╭──

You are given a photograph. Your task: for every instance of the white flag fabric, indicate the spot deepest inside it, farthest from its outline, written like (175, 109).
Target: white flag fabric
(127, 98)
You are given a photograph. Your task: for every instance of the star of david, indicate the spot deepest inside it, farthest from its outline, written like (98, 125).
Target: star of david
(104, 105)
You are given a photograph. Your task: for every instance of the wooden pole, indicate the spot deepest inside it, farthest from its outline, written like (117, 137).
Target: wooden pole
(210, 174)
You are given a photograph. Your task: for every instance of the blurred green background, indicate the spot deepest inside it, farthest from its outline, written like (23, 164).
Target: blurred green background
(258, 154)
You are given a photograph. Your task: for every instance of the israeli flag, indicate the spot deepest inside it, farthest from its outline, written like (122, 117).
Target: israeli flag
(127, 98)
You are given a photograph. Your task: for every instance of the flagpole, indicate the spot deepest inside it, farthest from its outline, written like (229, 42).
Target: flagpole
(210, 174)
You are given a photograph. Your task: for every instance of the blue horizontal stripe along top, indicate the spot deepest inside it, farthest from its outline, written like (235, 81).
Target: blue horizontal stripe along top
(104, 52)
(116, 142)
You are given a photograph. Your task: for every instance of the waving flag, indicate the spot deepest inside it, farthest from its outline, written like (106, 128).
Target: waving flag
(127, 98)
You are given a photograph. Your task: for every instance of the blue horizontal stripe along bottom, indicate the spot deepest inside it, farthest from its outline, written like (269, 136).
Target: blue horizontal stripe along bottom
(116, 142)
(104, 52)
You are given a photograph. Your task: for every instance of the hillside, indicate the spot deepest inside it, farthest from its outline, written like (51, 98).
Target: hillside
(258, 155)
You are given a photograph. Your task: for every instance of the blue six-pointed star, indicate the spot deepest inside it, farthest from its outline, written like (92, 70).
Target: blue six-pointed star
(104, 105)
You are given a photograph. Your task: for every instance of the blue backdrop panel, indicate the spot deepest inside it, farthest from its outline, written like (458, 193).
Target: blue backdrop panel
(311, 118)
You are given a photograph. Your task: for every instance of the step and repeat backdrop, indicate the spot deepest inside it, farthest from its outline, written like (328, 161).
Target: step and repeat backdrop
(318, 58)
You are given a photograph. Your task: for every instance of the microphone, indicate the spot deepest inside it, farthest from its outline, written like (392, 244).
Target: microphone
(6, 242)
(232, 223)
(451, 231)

╰──

**Instructions to follow**
Output all of the data again. Match it exactly.

**The response**
You are given a photograph. Your task: for every instance of the white flag fabric, indicate the spot deepest inside it, farthest from its outline, written like (175, 109).
Target: white flag fabric
(127, 98)
You are given a photograph. Your task: for every instance of the star of david, indicate the spot deepest inside it, farthest from its outline, written like (98, 125).
Target: star of david
(104, 105)
You are given a photograph. Your task: for every instance of the wooden pole, indicate the spot deepest inside it, farthest from its outline, written like (117, 137).
Target: wooden pole
(210, 174)
You are given a photograph. Your task: for every instance of the blurred green background, indicate the spot deepest inside it, farthest from its outline, written like (23, 164).
Target: blurred green background
(258, 154)
You are given a photograph. Your task: for every instance of the israeli flag, indicate the spot deepest inside it, farthest from its outline, written like (122, 117).
Target: israeli flag
(127, 98)
You are given a photograph. Your task: for every instance of the flagpole, indicate the spot deepest inside it, farthest from its outline, written like (229, 42).
Target: flagpole
(210, 174)
You are given a photograph. Your task: for every instance of the blue horizontal stripe along top, indicate the spot deepest inside it, farthest from its outline, written like (235, 81).
Target: blue horizontal stripe along top
(104, 52)
(116, 142)
You are given a photograph. Your task: for every instance of the waving flag, indicate the spot deepest inside it, farthest from its outline, written like (106, 128).
Target: waving flag
(127, 98)
You are given a photograph. Your task: for every instance of the blue horizontal stripe along bottom, indicate the spot deepest inside it, farthest from its outline, written like (269, 136).
Target: blue horizontal stripe along bottom
(116, 142)
(104, 52)
You are given a photograph. Your task: for every instance of the hillside, indicate the spot deepest inside it, farthest from its outline, written like (51, 98).
Target: hillside
(258, 155)
You are given a photograph. Your task: for every instance of the blue six-pointed star, indicate the spot deepest inside it, farthest from its outline, written like (92, 70).
Target: blue six-pointed star
(104, 105)
You are given a photograph. Your task: for every instance of the blue backdrop panel, indicate the spot deepest inside it, farthest from its outline, written like (458, 193).
Target: blue backdrop panel
(311, 118)
You are given a photograph. Your task: for every instance of the step and repeat backdrop, indicate the spot deepest inside it, farthest from its outline, written like (328, 161).
Target: step and repeat backdrop
(318, 58)
You are given a photograph. Your task: for every instance of the microphone, indicate the spot deepest inside it, farthest from its outline, written like (392, 244).
Target: microphone
(6, 242)
(232, 223)
(451, 231)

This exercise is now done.